>> begin Records provided

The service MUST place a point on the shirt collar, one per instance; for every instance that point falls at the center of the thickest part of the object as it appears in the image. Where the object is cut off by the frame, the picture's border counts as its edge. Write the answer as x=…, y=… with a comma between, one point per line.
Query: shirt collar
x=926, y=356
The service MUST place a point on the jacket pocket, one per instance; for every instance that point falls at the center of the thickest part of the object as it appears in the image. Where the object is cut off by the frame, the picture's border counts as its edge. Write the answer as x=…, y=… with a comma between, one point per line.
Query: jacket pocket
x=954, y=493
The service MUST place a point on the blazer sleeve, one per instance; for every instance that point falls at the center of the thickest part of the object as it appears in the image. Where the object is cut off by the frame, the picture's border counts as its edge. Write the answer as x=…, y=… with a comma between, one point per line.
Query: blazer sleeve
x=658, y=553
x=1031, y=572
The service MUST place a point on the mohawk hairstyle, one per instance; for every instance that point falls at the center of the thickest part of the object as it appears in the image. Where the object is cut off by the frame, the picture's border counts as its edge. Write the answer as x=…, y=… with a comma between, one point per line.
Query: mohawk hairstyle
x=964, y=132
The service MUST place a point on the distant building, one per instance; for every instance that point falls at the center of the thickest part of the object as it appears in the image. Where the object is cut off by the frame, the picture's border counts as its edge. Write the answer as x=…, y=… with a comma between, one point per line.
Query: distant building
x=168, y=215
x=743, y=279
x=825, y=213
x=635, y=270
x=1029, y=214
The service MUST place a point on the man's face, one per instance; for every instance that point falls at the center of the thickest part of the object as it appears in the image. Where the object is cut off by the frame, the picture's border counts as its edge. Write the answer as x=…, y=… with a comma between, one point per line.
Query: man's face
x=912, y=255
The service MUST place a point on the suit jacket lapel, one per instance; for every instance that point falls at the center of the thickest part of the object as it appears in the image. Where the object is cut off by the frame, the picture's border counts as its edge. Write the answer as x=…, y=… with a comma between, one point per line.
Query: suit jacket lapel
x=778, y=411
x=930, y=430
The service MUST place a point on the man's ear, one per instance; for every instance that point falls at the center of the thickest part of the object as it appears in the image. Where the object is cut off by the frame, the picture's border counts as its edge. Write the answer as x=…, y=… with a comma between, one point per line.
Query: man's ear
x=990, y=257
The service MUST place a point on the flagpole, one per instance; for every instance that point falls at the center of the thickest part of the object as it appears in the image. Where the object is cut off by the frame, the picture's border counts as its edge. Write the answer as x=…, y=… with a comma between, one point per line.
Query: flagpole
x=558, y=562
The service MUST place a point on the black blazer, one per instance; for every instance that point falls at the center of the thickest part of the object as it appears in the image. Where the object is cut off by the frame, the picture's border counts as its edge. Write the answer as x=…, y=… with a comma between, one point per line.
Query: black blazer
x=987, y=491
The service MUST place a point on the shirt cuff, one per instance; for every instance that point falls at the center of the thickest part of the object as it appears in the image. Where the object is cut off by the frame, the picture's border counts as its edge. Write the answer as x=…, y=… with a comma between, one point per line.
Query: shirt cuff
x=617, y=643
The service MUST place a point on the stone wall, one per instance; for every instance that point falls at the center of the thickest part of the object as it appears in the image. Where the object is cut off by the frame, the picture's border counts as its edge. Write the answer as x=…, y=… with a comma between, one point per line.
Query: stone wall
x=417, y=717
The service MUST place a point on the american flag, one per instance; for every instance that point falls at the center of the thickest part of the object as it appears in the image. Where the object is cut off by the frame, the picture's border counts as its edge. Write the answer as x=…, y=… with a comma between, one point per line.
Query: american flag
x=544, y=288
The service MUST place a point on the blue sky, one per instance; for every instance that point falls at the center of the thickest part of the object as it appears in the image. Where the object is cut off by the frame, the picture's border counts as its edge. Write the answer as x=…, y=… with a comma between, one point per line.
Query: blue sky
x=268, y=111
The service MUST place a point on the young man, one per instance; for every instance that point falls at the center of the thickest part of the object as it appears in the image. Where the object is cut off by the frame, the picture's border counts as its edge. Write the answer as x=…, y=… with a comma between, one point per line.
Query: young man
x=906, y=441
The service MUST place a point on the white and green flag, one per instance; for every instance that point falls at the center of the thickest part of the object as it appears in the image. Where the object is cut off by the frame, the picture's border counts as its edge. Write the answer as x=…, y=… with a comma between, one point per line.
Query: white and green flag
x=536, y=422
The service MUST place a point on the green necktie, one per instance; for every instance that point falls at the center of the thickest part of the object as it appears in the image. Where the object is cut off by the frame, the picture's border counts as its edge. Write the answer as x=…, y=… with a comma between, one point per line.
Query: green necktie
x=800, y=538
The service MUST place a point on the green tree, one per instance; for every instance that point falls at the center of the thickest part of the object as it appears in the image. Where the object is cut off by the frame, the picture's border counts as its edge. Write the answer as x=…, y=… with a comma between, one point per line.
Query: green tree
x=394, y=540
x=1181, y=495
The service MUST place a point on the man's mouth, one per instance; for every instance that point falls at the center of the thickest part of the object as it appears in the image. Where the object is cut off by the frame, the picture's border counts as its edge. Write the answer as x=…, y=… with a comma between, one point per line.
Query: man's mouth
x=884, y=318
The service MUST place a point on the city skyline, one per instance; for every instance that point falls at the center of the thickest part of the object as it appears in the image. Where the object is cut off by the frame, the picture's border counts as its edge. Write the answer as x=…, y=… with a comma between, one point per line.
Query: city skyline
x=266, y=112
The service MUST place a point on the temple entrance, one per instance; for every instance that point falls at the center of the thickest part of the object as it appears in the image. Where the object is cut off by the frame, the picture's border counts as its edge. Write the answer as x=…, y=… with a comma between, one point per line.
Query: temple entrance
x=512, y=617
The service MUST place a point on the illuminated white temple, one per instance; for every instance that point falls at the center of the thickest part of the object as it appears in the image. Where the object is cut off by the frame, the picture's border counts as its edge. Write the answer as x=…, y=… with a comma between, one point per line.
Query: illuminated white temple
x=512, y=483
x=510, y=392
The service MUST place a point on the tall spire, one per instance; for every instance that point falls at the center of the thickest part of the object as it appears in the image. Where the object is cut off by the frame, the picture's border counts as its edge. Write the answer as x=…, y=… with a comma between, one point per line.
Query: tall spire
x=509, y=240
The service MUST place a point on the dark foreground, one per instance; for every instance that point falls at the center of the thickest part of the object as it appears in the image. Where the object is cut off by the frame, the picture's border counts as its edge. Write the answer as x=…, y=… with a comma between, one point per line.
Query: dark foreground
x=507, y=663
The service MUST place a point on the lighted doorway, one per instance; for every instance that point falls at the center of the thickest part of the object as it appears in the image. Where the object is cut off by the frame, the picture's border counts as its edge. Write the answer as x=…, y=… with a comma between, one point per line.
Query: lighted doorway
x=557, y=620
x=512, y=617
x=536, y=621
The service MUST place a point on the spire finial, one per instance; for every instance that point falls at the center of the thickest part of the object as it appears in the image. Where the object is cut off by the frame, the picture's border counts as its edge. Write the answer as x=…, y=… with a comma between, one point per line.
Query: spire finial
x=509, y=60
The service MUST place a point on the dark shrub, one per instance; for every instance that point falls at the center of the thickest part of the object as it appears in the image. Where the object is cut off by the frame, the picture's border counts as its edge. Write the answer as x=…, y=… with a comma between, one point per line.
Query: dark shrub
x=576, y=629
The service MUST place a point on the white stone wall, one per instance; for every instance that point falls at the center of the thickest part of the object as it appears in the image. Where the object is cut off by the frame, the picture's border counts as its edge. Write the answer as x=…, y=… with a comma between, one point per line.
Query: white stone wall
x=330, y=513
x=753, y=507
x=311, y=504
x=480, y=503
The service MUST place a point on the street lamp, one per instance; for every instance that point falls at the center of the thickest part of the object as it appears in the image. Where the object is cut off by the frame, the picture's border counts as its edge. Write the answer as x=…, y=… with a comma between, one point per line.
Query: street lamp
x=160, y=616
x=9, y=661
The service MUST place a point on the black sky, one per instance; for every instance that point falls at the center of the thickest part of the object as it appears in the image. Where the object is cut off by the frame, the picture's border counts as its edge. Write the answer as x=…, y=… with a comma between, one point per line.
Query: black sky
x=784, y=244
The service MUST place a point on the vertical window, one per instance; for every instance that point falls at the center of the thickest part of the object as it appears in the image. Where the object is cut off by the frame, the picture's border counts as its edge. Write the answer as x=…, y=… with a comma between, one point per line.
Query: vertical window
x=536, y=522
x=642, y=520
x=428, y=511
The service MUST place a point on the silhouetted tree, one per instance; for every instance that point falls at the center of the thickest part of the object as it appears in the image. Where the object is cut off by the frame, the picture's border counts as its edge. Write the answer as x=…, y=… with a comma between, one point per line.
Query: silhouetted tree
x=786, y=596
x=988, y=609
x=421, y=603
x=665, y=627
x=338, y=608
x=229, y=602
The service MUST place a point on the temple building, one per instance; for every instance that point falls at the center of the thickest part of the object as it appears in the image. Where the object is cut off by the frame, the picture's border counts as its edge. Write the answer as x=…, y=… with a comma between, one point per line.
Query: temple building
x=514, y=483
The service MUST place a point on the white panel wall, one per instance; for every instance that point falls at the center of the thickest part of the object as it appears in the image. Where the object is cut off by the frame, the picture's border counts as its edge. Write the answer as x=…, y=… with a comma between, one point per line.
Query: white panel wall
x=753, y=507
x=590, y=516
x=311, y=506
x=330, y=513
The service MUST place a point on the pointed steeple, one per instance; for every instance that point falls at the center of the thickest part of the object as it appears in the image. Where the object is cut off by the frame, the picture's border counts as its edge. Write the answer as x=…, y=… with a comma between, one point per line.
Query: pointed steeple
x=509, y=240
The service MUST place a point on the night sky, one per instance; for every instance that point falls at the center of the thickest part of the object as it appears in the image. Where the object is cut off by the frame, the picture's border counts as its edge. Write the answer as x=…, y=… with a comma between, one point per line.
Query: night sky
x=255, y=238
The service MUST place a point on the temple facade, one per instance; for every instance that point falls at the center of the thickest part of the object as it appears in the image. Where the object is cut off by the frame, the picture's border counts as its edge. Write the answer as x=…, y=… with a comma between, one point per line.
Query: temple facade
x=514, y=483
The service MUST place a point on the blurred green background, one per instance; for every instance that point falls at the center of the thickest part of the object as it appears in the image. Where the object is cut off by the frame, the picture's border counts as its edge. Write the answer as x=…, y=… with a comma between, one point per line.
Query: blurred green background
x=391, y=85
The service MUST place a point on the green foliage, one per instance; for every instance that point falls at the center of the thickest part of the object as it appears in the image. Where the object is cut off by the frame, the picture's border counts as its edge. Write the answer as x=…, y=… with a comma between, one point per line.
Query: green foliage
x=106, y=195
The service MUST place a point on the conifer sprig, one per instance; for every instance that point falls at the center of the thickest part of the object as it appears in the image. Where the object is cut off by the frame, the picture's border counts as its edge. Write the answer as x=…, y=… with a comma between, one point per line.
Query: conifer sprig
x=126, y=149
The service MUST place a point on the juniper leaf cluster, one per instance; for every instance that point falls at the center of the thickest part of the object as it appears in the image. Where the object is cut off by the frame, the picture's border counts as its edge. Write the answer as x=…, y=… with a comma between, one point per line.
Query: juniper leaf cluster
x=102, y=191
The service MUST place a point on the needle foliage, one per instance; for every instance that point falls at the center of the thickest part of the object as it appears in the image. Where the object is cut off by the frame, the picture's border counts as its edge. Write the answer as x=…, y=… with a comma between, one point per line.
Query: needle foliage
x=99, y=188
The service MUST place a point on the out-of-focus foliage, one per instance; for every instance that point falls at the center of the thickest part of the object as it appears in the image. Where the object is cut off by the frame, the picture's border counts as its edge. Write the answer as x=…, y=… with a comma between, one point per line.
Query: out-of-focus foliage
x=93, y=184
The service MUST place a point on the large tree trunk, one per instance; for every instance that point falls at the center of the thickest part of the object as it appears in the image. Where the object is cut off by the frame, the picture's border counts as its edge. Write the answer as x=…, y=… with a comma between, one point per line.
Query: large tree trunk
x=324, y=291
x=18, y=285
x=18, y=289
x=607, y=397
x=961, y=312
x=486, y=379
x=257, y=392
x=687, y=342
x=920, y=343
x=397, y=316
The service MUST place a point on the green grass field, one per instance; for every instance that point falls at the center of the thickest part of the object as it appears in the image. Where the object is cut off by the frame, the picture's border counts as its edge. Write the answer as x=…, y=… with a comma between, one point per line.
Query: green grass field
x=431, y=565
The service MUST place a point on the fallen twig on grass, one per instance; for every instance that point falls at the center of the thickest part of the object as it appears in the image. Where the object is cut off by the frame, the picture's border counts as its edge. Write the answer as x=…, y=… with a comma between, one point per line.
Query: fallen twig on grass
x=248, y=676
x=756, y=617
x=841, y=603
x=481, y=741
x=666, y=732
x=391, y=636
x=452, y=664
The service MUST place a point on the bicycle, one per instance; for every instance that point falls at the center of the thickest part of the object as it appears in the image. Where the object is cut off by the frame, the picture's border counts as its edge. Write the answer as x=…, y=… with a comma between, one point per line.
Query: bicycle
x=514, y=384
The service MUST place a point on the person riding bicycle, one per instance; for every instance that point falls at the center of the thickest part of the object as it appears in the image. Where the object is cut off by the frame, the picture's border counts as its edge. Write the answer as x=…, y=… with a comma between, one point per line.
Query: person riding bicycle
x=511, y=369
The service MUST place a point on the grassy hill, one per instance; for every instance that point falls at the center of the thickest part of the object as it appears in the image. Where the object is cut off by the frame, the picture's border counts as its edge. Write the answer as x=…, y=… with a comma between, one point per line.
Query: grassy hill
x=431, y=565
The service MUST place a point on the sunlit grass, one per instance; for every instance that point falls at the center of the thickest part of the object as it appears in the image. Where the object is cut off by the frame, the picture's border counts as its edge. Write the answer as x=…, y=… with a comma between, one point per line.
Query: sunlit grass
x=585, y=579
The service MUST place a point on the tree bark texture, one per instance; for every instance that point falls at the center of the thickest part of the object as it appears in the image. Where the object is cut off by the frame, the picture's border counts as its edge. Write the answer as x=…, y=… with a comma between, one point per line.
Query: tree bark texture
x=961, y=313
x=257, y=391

>> end Records provided

- [Written request]:
Reproduce the lines of the data above verbatim, starting at the line containing "The service MUST place a point on the stone" and ending at the line containing "x=417, y=717", with both of those lines included.

- [Complete response]:
The service MUST place a point on the stone wall, one per instance; for every instance that point falls at the center of the thickest part of the object as it appears in the image. Where the object is cut off by the frame, the picture's border counts as its edge. Write the answer as x=…, y=… with a comma between, one point per line.
Query: stone wall
x=417, y=717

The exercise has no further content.